*** TEXT PROVIDED Section Begins ***

State Insurance Exchanges Wrestle With Rollout Issues
In Iowa, an insurer uses sarcasm to woo consumers to buy policies away from the federal website. In Minnesota, insurers list problems which may keep consumers who think they've enrolled in a plan from being covered on Jan.1. Developments in Oregon and Colorado are also scrutinized.
The Associated Press: Iowa Insurer Pokes Fun At Federal Website In Ads
The television ads show a series of medical mishaps: a man kicking the wrong leg in a reflex check, a urine sample bottle that won’t open for a frustrated patient and a blood pressure cuff letting out a strange noise when the doctor presses the plastic bulb. After each scene, a narrator says: "Things don’t always work like they’re supposed to. Good thing the government exchange website isn’t the only place to buy health insurance" (Lucey, 12/8).
Kaiser Health News: Minnesotans Who Think They Signed Up For Health Insurance May Not Be Enrolled
In the most vivid detail yet, Minnesota's top insurers have laid out a list of technological problems that they say may keep people who've enrolled in a health plan from being covered on Jan. 1. Insurance carriers selling plans on the state's insurance marketplace say enrollment information they're getting from MNsure, is inaccurate and incomplete - and that time is running out to fix these problems (Richert, 12/8).
The Oregonian: Cover Oregon: Take Care In Applying Those Advanced Premium Tax Credits
So if all goes as state officials hope, Oregonians who've applied for insurance through Cover Oregon will receive enrollment packets in the mail this week. If you're among them, and you want coverage by Jan. 1, you'll have until Dec. 15 to finalize some fairly complicated choices. You'll have to pick which insurance plan (or plans) best suits you or your family. You'll also have to decide – if you're eligible - how much of a tax credit to take and when to take it (Hunsberger, 12/7).

*** TEXT PROVIDED Section Ends ***
*** DATA FOR REVIEW Section Begins ***

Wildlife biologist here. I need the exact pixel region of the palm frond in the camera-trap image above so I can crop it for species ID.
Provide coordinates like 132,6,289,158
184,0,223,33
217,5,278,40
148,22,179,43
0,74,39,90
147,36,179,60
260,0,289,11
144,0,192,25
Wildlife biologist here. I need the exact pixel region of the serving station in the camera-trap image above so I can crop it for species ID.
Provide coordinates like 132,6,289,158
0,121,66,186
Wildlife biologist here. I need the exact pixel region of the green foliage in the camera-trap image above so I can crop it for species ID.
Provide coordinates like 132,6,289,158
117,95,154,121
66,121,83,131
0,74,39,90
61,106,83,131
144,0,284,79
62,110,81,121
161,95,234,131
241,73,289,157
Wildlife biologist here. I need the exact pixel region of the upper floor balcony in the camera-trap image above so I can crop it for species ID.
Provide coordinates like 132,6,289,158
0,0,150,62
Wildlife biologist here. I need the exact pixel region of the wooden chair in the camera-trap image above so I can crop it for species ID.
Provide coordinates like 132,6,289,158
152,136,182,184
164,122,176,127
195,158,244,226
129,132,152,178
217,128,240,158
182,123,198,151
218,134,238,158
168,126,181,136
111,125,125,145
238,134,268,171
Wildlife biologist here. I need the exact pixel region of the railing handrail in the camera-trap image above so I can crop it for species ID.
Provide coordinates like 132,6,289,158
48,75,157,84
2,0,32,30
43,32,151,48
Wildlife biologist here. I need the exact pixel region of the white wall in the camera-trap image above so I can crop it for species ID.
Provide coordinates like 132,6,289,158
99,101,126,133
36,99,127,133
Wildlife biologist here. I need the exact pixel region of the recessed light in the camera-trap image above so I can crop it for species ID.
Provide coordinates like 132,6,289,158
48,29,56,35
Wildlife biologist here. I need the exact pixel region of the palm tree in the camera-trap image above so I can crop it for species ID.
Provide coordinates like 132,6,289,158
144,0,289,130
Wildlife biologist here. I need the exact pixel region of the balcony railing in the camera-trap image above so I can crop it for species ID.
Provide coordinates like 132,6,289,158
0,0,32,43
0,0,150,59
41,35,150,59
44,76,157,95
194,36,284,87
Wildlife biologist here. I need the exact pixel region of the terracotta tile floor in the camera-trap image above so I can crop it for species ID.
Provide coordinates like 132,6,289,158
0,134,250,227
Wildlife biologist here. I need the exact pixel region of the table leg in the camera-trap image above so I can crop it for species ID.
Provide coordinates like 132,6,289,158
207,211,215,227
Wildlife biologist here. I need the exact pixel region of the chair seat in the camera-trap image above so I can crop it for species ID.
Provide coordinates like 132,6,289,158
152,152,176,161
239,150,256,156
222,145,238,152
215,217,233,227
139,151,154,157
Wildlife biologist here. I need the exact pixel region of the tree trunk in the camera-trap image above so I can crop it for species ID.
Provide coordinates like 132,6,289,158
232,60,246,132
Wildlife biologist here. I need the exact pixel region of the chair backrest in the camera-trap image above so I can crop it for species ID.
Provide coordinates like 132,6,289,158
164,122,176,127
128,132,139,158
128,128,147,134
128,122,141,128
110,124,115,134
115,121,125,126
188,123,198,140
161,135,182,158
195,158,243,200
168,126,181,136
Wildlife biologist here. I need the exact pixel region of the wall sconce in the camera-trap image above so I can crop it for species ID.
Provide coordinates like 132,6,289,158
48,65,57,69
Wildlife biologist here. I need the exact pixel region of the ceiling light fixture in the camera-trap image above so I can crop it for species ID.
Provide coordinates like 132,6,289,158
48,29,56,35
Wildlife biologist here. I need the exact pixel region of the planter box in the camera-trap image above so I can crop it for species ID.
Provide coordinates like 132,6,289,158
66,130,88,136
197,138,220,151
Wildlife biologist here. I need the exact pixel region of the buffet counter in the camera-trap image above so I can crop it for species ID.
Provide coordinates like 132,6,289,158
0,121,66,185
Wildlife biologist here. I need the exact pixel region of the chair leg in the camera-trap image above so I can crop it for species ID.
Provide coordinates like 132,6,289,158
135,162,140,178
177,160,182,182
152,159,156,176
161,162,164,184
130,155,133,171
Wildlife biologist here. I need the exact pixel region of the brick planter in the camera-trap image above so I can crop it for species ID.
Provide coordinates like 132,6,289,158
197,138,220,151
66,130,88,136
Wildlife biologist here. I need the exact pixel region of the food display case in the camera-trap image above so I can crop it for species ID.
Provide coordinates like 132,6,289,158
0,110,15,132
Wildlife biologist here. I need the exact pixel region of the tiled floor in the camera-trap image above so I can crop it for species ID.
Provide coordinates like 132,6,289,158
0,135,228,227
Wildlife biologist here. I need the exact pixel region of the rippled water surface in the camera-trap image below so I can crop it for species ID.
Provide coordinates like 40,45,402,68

*** DATA FOR REVIEW Section Ends ***

* EXERCISES TO COMPLETE:
1 – Name every state mentioned in the roundup on state insurance exchanges.
2 – Carry on the roundup on state insurance exchanges from the point where it ends.

* SET OF ANSWERS:
1 – Iowa, Minnesota, Oregon, Colorado

2 –
The Oregonian: John Kitzhaber Says Extending Oregon Insurance Plans To 2014 Is Legal
Gov. John Kitzhaber said Friday that Oregon’s legislative lawyers got it wrong when they ruled the state’s insurance commissioner was out-of-bounds in allowing insurers to extend some health plans into 2014. More than 140,000 Oregonians faced Dec. 31 cancellations of their health insurance until Oregon Insurance Commissioner Laura Cali announced that insurers could extend those policies until the end of next year (Gaston, 12/6).
Health Policy Solutions (a Colo. news service): Exchange Boss Withdraws Request For Pay Hike
The head of Colorado’s health exchange is withdrawing a request for a raise. … The news came after the Denver Post reported that Rep. Cory Gardner, R-Yuma, planned to introduce legislation in Congress barring CEOs of state health exchanges from getting taxpayer-supported bonuses or raises. … [Patty Fontneau, the CEO and executive director of Colorado’s health exchange] gets paid $190,550 a year and received a 10 percent bonus last December (Kerwin McCrimmon, 12/6).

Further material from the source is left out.